**EXERCISE INSTRUCTIONS**
Everything in the listing that follows should be reproduced exactly except the pictures.

_ _ _

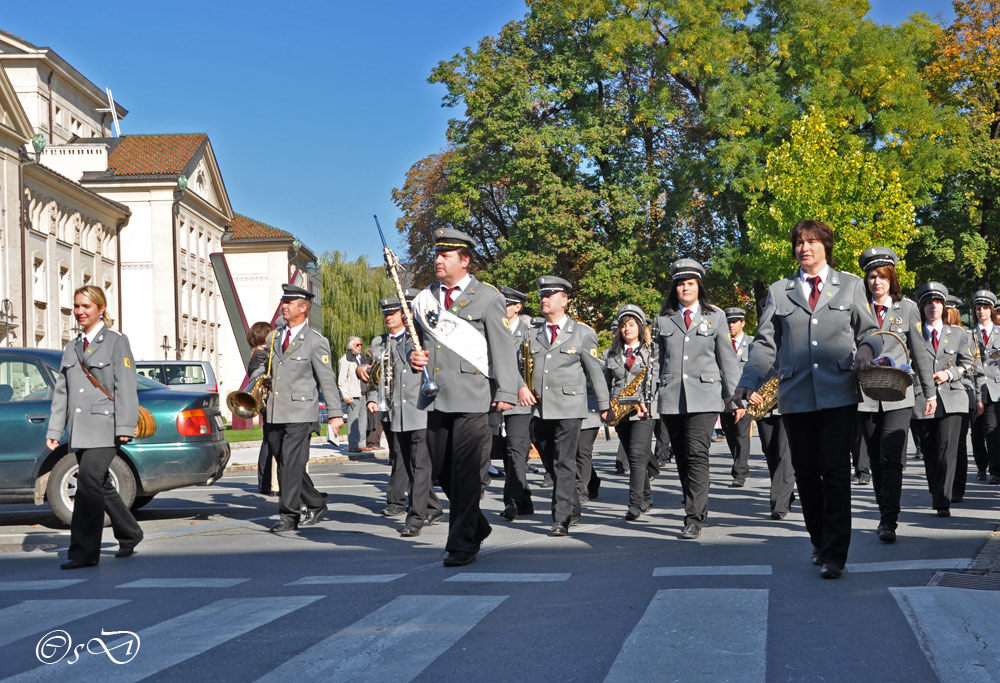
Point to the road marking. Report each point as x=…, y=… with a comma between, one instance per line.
x=903, y=565
x=394, y=643
x=734, y=570
x=176, y=640
x=182, y=583
x=40, y=585
x=37, y=616
x=699, y=634
x=957, y=629
x=507, y=577
x=345, y=578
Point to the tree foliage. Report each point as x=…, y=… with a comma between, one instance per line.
x=351, y=290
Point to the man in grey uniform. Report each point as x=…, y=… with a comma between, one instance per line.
x=300, y=367
x=468, y=353
x=396, y=395
x=817, y=327
x=565, y=353
x=738, y=432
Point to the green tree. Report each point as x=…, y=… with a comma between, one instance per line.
x=351, y=290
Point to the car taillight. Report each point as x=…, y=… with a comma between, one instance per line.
x=193, y=423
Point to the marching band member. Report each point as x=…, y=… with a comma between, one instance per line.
x=697, y=377
x=565, y=356
x=811, y=324
x=884, y=424
x=468, y=353
x=939, y=431
x=627, y=359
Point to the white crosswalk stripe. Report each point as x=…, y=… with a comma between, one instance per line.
x=394, y=643
x=957, y=629
x=34, y=617
x=694, y=635
x=176, y=640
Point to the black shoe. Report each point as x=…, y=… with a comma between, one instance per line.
x=509, y=512
x=76, y=564
x=434, y=519
x=831, y=571
x=691, y=531
x=393, y=510
x=886, y=535
x=459, y=559
x=312, y=516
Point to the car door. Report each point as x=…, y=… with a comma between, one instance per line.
x=25, y=400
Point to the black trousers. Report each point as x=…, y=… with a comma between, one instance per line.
x=738, y=438
x=820, y=443
x=885, y=435
x=95, y=495
x=412, y=447
x=557, y=442
x=690, y=439
x=455, y=442
x=289, y=443
x=939, y=440
x=518, y=445
x=774, y=441
x=637, y=437
x=400, y=479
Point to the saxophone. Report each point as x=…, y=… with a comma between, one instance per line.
x=769, y=390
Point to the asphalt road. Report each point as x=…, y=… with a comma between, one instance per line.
x=211, y=594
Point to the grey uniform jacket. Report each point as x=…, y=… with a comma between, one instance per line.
x=903, y=318
x=698, y=370
x=297, y=375
x=952, y=354
x=94, y=421
x=562, y=370
x=462, y=388
x=620, y=376
x=814, y=349
x=403, y=414
x=519, y=334
x=990, y=390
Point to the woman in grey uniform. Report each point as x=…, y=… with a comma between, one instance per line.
x=98, y=426
x=698, y=373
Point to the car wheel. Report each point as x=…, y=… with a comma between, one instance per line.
x=142, y=501
x=61, y=489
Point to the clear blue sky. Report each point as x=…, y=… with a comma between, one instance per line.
x=315, y=109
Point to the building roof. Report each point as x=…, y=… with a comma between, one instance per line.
x=166, y=154
x=245, y=228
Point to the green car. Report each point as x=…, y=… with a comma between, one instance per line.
x=188, y=448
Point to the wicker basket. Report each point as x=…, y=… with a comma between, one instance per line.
x=885, y=383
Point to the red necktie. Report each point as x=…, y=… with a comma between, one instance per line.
x=814, y=294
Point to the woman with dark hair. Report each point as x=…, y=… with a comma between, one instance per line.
x=696, y=380
x=630, y=355
x=884, y=424
x=98, y=426
x=952, y=362
x=987, y=337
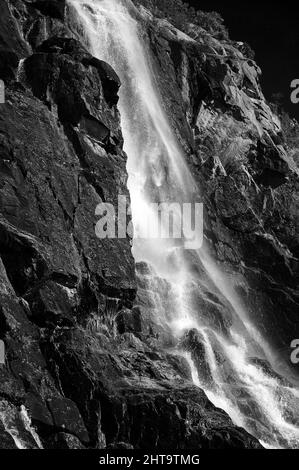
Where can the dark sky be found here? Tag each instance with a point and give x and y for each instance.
(272, 30)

_ _ _

**RESPONSE FOR THIS EXERCISE**
Point to the road marking. Report each point as x=…, y=… with a comma between, one instance per line.
x=903, y=565
x=394, y=643
x=734, y=570
x=176, y=640
x=182, y=583
x=40, y=585
x=37, y=616
x=699, y=634
x=957, y=629
x=507, y=577
x=345, y=578
Point to the tree foliage. Report each point as x=…, y=… with a comma between, one instance per line.
x=351, y=290
Point to the man in grey uniform. Report each point as x=…, y=… with a comma between, one instance per line.
x=300, y=367
x=468, y=353
x=396, y=395
x=817, y=327
x=565, y=353
x=738, y=432
Point to the green tree. Report each point as x=…, y=… with a comma between, one instance per line.
x=351, y=290
Point to the car taillight. Report each point as x=…, y=… with a comma between, one instance per line.
x=193, y=423
Point to the marching band member. Report each point as x=…, y=… with a comma between, one instance per line.
x=697, y=377
x=565, y=356
x=811, y=324
x=884, y=424
x=468, y=353
x=939, y=431
x=627, y=359
Point to the white crosswalk stripe. Report each point as x=…, y=… with a comma between, one instance per line.
x=394, y=643
x=957, y=629
x=34, y=617
x=694, y=635
x=176, y=640
Point to the black shoe. Report each point as x=…, y=… with a comma between, one instance per line.
x=509, y=512
x=76, y=564
x=434, y=519
x=831, y=571
x=691, y=531
x=393, y=510
x=886, y=535
x=459, y=559
x=312, y=516
Point to the car door. Report each point as x=…, y=… with a comma between, one instance per line.
x=25, y=400
Point to the black trousers. Report each point as x=…, y=… with a comma between, one instance per line.
x=738, y=438
x=820, y=443
x=885, y=435
x=95, y=495
x=412, y=447
x=557, y=442
x=690, y=439
x=455, y=442
x=289, y=443
x=939, y=440
x=518, y=445
x=774, y=441
x=637, y=437
x=400, y=479
Point to the saxophone. Report each point as x=…, y=… with a comma between, one instance per line.
x=769, y=390
Point to the asphalt road. Report each point as x=…, y=… with a comma between, one instance per line.
x=211, y=594
Point to the grey uniform jacket. Report each point as x=…, y=… with a comma between, one instance per line.
x=903, y=318
x=698, y=370
x=297, y=375
x=952, y=354
x=94, y=421
x=562, y=370
x=462, y=388
x=620, y=376
x=814, y=349
x=403, y=414
x=519, y=334
x=990, y=390
Point to the woman in grey uniform. Report each point as x=…, y=… with a comma between, one instance per line.
x=98, y=426
x=698, y=373
Point to the car wheel. Report each point as x=…, y=… with a comma between, one instance per line.
x=142, y=501
x=61, y=489
Point to the clear blue sky. Report each point as x=…, y=… with a comma between, one instance per line.
x=315, y=109
Point to the building roof. Report each point as x=…, y=… with a comma between, one instance per line.
x=166, y=154
x=245, y=228
Point to the green car. Report each point as x=…, y=… with a comma between, one instance per line.
x=188, y=448
Point to the wicker basket. Report each point as x=…, y=… with a comma between, one instance per line.
x=885, y=383
Point to the red necktie. Report each point as x=…, y=… with a comma between, one instance per line.
x=814, y=294
Point to the woman with dark hair. Report each point as x=…, y=… with a comma between, one instance per line.
x=696, y=380
x=630, y=355
x=884, y=424
x=98, y=426
x=952, y=362
x=987, y=337
Where can the dark sky be found here? Tag each instance with a point and give x and y for each instance.
(272, 30)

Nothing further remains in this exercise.